Exercise data
——————————
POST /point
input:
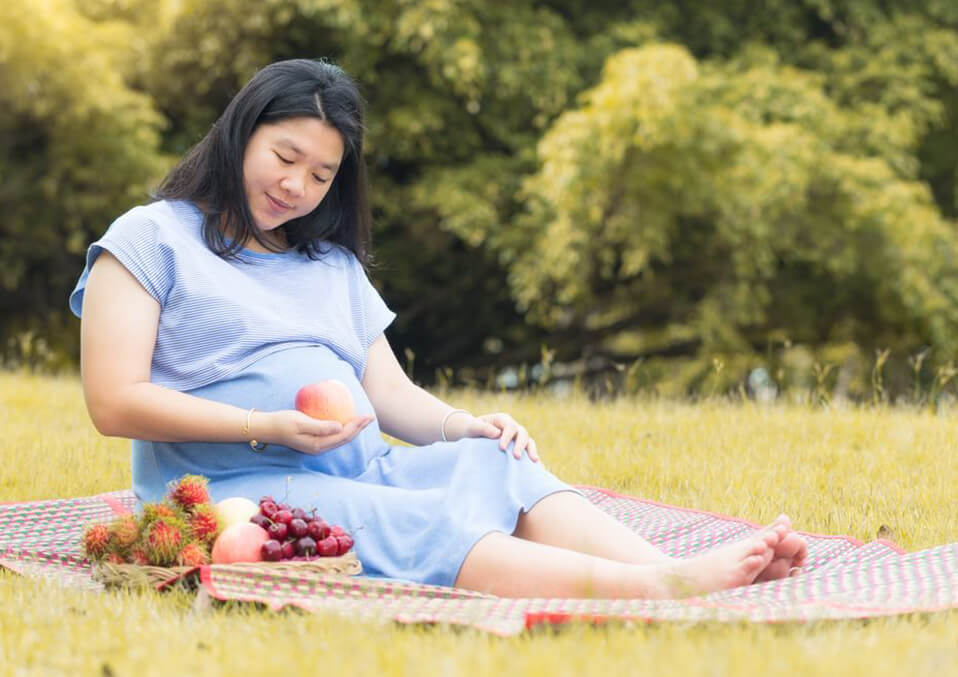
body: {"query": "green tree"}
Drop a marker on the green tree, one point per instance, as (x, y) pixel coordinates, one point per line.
(77, 146)
(708, 208)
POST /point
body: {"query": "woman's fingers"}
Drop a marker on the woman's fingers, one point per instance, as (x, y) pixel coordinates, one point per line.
(532, 451)
(522, 442)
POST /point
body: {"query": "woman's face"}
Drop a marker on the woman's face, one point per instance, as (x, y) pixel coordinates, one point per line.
(288, 168)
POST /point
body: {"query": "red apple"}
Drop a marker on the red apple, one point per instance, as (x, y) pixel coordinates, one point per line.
(327, 400)
(241, 542)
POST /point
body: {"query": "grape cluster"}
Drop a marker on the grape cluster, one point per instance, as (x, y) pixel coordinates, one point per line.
(296, 534)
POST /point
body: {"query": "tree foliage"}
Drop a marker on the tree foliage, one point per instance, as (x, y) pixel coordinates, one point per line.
(615, 178)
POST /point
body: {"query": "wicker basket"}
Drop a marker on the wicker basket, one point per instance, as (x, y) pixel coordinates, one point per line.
(138, 576)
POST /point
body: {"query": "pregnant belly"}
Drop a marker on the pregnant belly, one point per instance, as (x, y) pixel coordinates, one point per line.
(271, 383)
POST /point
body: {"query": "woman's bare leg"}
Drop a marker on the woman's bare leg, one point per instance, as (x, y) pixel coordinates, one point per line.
(507, 566)
(567, 520)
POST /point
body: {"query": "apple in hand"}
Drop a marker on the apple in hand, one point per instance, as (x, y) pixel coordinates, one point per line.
(241, 542)
(328, 400)
(234, 510)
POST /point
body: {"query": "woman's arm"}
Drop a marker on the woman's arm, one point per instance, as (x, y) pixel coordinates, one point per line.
(118, 331)
(405, 410)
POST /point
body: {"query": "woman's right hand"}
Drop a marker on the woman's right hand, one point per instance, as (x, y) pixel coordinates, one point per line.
(296, 430)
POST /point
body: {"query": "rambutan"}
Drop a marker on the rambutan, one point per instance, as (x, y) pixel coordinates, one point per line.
(124, 532)
(96, 540)
(193, 555)
(157, 511)
(138, 556)
(204, 524)
(164, 539)
(190, 491)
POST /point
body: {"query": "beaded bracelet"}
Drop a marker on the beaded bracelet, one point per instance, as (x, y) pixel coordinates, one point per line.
(254, 445)
(442, 426)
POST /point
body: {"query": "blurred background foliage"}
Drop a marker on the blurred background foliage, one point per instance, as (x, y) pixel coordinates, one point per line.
(637, 194)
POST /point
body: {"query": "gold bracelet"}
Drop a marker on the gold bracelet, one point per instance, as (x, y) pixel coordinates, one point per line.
(442, 426)
(253, 444)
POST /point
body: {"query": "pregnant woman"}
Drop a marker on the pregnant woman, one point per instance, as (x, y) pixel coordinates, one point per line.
(204, 311)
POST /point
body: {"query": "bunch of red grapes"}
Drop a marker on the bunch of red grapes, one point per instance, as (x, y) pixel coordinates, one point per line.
(296, 534)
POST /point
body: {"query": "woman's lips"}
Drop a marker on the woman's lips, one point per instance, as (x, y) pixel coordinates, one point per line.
(277, 205)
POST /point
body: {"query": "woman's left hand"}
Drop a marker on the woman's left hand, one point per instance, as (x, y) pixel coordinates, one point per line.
(505, 428)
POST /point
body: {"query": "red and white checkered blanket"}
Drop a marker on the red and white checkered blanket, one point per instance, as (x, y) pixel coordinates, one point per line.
(844, 578)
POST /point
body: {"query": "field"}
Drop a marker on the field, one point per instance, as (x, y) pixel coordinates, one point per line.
(846, 470)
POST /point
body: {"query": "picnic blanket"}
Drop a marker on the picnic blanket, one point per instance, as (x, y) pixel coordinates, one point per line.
(844, 577)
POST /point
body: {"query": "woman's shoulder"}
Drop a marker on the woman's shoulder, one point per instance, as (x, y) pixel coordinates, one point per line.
(161, 220)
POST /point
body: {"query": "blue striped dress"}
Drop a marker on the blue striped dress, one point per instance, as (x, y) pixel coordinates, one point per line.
(250, 332)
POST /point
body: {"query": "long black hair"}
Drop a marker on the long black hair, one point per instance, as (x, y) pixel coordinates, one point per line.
(211, 173)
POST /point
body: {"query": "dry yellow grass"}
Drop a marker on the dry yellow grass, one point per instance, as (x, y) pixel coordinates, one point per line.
(840, 471)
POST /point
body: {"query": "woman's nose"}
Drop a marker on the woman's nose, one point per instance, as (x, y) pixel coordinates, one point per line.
(292, 185)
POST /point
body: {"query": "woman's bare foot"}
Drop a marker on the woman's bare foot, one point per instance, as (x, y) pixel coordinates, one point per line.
(790, 555)
(727, 567)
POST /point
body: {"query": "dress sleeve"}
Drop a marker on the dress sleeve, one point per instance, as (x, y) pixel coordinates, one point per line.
(376, 315)
(134, 239)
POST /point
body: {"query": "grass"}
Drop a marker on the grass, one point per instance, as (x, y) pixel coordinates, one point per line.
(849, 471)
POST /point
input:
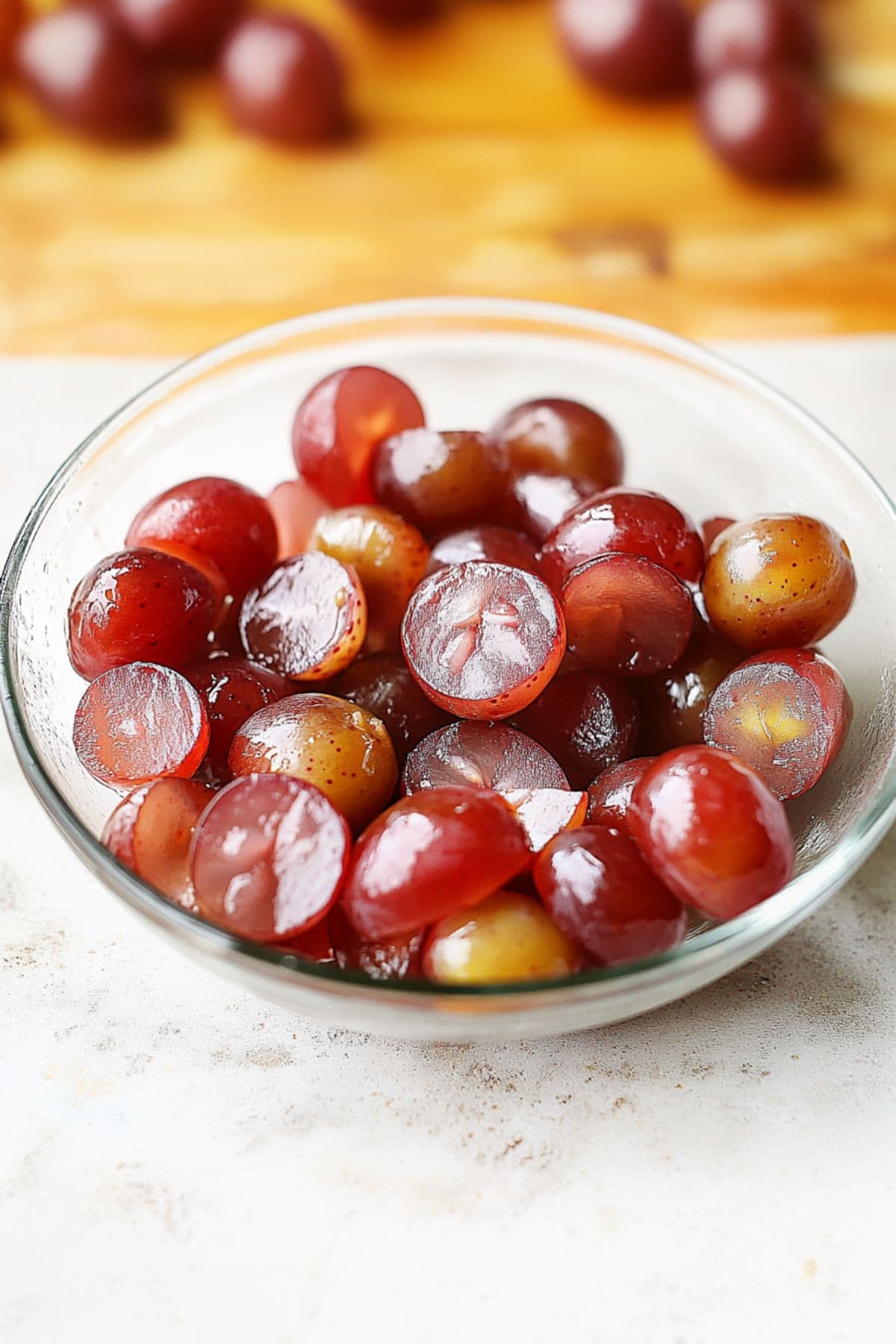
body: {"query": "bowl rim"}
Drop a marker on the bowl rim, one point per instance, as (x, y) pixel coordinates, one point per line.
(759, 925)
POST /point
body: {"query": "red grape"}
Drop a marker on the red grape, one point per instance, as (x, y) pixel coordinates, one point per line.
(139, 606)
(777, 582)
(588, 722)
(385, 685)
(561, 438)
(184, 31)
(626, 615)
(544, 812)
(151, 831)
(765, 124)
(610, 794)
(441, 482)
(628, 520)
(269, 856)
(231, 690)
(84, 72)
(396, 957)
(637, 49)
(488, 542)
(308, 620)
(432, 853)
(712, 831)
(507, 939)
(482, 756)
(388, 554)
(294, 508)
(672, 703)
(214, 519)
(539, 502)
(328, 742)
(754, 33)
(786, 714)
(340, 423)
(603, 895)
(284, 80)
(482, 638)
(140, 722)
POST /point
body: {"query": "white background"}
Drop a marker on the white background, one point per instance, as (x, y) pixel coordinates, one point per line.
(183, 1163)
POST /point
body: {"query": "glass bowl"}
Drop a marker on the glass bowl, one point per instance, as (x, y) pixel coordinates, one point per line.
(695, 426)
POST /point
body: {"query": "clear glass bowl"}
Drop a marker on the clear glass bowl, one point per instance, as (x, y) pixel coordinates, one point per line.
(695, 426)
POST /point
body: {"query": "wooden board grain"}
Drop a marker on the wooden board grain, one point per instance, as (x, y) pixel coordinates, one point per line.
(479, 166)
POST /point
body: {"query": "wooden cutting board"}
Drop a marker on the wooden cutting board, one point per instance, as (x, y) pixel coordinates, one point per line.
(479, 166)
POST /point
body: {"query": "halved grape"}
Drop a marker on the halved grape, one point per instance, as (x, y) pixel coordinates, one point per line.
(546, 812)
(308, 620)
(538, 502)
(588, 722)
(712, 831)
(610, 794)
(328, 742)
(672, 703)
(488, 542)
(508, 939)
(388, 554)
(217, 519)
(231, 690)
(786, 714)
(269, 856)
(482, 640)
(432, 853)
(339, 425)
(140, 722)
(561, 437)
(398, 957)
(482, 756)
(629, 522)
(385, 685)
(602, 894)
(626, 616)
(151, 831)
(139, 606)
(441, 480)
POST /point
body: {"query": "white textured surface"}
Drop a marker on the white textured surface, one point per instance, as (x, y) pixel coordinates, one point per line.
(181, 1163)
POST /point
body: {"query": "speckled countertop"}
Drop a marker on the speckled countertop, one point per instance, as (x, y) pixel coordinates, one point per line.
(183, 1163)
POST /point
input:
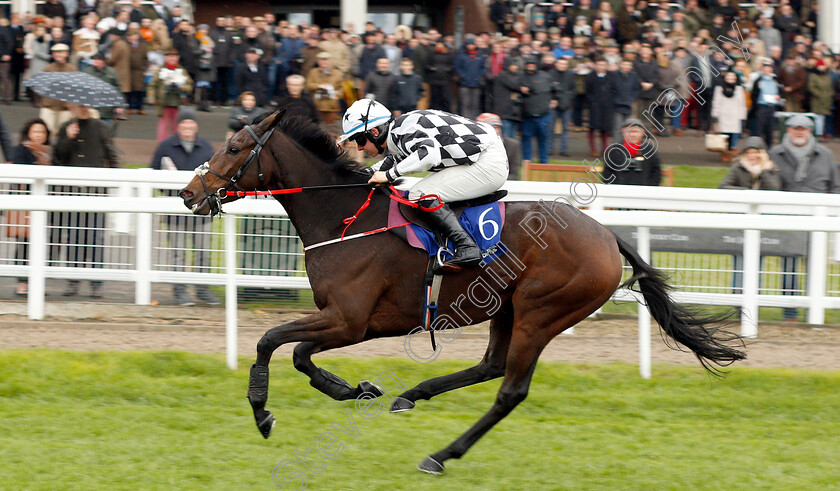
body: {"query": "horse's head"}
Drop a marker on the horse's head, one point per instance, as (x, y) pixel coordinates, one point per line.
(235, 167)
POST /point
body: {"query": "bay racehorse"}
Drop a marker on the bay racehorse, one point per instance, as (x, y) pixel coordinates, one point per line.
(372, 287)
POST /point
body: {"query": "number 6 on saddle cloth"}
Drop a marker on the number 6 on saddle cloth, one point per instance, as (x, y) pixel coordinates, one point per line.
(483, 218)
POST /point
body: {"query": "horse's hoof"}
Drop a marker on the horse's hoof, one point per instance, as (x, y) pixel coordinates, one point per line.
(266, 425)
(431, 466)
(401, 404)
(370, 387)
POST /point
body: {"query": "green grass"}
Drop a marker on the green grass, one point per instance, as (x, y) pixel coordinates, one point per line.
(170, 420)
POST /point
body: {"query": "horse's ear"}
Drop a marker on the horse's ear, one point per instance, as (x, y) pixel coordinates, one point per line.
(278, 116)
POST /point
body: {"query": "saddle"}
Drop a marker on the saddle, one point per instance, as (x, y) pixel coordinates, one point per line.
(486, 208)
(420, 234)
(417, 217)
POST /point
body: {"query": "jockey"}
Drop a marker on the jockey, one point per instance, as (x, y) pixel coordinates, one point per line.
(466, 159)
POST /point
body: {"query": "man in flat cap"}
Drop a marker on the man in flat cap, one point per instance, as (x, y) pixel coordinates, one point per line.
(766, 97)
(324, 83)
(634, 161)
(251, 76)
(806, 167)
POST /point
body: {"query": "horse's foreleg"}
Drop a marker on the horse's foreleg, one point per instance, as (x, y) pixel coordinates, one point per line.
(327, 382)
(521, 361)
(316, 327)
(491, 366)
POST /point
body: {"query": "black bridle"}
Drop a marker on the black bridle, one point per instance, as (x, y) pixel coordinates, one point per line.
(214, 200)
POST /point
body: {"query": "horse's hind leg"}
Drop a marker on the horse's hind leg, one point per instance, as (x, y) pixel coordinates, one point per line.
(491, 366)
(327, 382)
(321, 329)
(521, 361)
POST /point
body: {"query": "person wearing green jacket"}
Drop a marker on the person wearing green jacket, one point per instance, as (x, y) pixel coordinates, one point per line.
(107, 74)
(822, 96)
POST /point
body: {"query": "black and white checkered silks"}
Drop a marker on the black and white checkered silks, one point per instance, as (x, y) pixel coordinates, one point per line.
(467, 158)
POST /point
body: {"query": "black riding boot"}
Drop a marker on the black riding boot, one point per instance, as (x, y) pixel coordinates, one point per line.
(443, 220)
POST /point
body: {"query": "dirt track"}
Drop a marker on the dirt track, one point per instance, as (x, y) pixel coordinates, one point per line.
(86, 327)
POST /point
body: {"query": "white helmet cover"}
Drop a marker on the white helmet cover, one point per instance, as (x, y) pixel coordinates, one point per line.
(362, 116)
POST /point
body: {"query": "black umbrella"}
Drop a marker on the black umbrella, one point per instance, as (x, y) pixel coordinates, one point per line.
(76, 87)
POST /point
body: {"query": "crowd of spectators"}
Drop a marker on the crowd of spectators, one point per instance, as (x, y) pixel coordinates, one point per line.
(588, 67)
(600, 67)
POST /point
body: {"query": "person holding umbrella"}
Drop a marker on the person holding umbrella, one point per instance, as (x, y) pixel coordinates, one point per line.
(82, 142)
(85, 142)
(170, 86)
(107, 74)
(55, 112)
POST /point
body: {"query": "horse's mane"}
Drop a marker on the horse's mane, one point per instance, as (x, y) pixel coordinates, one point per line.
(317, 141)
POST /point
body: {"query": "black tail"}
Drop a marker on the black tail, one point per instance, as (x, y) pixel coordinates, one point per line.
(711, 345)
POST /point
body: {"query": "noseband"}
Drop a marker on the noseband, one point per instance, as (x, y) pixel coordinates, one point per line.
(215, 199)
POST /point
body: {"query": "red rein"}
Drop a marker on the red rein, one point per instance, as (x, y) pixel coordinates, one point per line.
(395, 195)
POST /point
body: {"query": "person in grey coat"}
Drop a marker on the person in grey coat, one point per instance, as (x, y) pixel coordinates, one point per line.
(806, 167)
(507, 99)
(753, 169)
(245, 112)
(628, 85)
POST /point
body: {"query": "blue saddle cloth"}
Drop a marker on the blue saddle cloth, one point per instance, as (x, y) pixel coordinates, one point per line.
(484, 223)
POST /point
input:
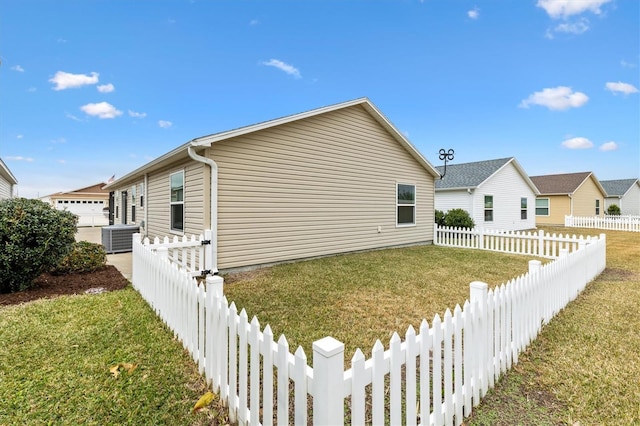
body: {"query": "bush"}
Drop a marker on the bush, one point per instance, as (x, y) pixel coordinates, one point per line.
(84, 257)
(613, 210)
(34, 237)
(458, 218)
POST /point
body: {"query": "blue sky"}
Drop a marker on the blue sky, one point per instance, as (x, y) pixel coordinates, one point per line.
(91, 89)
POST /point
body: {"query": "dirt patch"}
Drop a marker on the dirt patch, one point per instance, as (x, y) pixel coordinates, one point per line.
(49, 286)
(616, 274)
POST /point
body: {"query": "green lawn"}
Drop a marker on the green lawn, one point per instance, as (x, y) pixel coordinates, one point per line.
(56, 355)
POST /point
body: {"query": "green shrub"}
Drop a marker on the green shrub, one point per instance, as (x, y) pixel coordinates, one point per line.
(33, 238)
(613, 210)
(458, 218)
(84, 257)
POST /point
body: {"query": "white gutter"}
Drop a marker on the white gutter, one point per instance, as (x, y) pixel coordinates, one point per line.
(214, 204)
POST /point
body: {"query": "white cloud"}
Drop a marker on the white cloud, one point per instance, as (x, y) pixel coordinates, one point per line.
(101, 110)
(64, 80)
(609, 146)
(577, 143)
(621, 87)
(106, 88)
(72, 117)
(556, 98)
(137, 114)
(578, 27)
(289, 69)
(565, 8)
(19, 158)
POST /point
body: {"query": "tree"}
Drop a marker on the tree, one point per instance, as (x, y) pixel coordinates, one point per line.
(34, 237)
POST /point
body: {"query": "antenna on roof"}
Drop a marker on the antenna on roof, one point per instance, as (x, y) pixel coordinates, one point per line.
(446, 156)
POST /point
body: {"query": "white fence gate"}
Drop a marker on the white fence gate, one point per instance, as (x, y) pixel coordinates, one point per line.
(434, 377)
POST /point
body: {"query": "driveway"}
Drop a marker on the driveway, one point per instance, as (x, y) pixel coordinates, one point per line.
(122, 261)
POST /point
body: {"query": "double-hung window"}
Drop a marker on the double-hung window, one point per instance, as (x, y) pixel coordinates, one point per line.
(542, 207)
(523, 208)
(133, 204)
(177, 201)
(405, 204)
(488, 208)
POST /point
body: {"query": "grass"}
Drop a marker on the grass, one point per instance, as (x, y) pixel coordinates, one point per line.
(359, 298)
(584, 368)
(56, 356)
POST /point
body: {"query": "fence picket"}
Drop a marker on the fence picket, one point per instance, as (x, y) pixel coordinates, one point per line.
(448, 367)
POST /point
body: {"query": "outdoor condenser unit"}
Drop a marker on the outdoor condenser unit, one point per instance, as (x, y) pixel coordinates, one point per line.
(118, 238)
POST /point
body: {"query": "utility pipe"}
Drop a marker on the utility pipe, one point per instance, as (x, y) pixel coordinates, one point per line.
(214, 204)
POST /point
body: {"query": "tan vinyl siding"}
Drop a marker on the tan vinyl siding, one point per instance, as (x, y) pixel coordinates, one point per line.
(314, 187)
(584, 199)
(158, 199)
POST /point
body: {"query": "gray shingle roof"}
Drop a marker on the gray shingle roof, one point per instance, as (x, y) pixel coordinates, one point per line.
(559, 184)
(469, 175)
(618, 186)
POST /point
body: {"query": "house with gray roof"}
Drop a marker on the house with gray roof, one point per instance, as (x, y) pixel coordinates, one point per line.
(625, 193)
(498, 194)
(568, 194)
(7, 181)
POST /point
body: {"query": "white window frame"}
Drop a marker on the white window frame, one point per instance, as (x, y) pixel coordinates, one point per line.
(548, 207)
(414, 205)
(174, 203)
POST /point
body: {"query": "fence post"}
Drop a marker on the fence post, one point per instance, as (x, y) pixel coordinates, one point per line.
(535, 265)
(163, 253)
(540, 243)
(328, 384)
(216, 285)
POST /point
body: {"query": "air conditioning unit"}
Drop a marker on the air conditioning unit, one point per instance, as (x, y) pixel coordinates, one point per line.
(118, 238)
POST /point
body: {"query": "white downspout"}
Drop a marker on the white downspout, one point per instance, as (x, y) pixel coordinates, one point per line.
(214, 205)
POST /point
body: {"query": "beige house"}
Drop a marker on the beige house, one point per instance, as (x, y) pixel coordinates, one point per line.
(7, 181)
(90, 204)
(571, 194)
(335, 179)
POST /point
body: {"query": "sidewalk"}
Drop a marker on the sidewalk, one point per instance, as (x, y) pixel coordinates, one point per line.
(122, 261)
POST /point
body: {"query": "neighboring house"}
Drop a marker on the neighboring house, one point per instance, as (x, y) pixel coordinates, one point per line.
(7, 181)
(570, 194)
(90, 204)
(336, 179)
(625, 193)
(498, 194)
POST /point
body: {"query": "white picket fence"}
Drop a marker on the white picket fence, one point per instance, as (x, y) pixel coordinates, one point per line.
(433, 377)
(614, 223)
(189, 253)
(531, 243)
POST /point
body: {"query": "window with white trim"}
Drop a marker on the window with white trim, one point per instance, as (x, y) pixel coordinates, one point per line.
(523, 208)
(405, 204)
(542, 207)
(488, 208)
(133, 204)
(177, 201)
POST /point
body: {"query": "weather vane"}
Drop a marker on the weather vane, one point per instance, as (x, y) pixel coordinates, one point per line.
(446, 156)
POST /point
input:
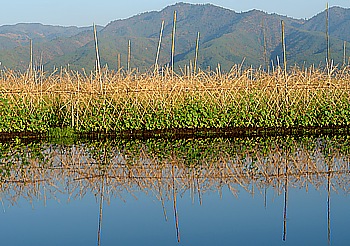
——————————
Stated problem
Gather every line of the rows above that contains the word "long", matching its case exactly.

Completed task
body: {"query": "long black hair"}
Drop a marker on the long black hair, one point per instance, as (x, y) pixel coordinates, one point per line.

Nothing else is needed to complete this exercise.